[Part of a data file]
━━━
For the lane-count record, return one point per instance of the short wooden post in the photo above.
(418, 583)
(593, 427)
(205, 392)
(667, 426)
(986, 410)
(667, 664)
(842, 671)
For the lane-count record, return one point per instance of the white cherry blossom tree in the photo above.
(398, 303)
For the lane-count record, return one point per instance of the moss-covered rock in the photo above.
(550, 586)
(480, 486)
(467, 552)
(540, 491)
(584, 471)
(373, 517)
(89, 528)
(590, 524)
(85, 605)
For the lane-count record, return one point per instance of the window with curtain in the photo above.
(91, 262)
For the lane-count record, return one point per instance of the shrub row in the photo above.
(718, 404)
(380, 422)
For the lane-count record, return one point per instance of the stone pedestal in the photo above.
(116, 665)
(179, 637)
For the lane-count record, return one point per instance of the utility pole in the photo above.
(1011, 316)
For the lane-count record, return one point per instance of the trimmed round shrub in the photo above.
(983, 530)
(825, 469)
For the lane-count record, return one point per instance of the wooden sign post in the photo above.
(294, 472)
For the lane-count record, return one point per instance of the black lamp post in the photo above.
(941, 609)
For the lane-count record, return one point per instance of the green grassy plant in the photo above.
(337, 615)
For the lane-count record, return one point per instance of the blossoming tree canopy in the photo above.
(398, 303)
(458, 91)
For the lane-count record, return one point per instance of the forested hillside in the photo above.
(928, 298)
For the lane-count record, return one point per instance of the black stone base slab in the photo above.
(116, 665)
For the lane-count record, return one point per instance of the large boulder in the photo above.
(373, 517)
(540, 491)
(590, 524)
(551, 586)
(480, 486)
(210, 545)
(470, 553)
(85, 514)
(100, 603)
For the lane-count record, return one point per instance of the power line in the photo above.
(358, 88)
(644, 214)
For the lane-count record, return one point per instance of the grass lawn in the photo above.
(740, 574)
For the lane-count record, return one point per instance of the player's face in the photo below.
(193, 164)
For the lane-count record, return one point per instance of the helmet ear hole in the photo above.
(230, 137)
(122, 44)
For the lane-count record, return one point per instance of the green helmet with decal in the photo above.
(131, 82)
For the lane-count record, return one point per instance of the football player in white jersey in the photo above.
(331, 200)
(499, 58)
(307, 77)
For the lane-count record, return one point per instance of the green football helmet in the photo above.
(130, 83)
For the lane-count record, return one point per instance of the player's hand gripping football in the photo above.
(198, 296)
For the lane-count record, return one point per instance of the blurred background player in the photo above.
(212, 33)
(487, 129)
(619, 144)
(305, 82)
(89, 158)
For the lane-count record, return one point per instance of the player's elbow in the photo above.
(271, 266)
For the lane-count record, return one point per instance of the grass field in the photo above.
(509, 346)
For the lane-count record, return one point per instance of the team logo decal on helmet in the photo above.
━━━
EXERCISE AIM: Return every line from the one holding "lawn in the photo above." through the end of the data, exactly as it appears, with both ends kept and nothing else.

COMPLETED TASK:
For the lane-count record, return one point per instance of the grass lawn in the photo above.
(740, 574)
For the lane-count record, return one point per instance of the player's face in the photo below.
(193, 164)
For the lane-count record, return one point per instance of the helmet ear hole in the photo above.
(230, 137)
(122, 44)
For the lane-count record, return one point per instance of the green helmet with decal in the photo above.
(131, 82)
For the lane-count record, return one point per instance of the football player in white jersey in the photo above.
(331, 200)
(499, 58)
(307, 77)
For the lane-count record, return one point per instance of the green football helmet in the photo above.
(130, 83)
For the lane-count record, return one point per instance of the player's hand gripping football in the photo above.
(198, 296)
For the lane-count record, return one point per instance of the blurred background player in the photo above.
(212, 33)
(487, 129)
(619, 144)
(305, 82)
(89, 158)
For the lane-count record, return one point per instance of the player's elbow in the photo above.
(271, 266)
For the lane-count record, return one point per instance of the grass field in the photo above.
(509, 346)
For the lane-count record, return one point per instance of the team logo decal on helmet in the photo above.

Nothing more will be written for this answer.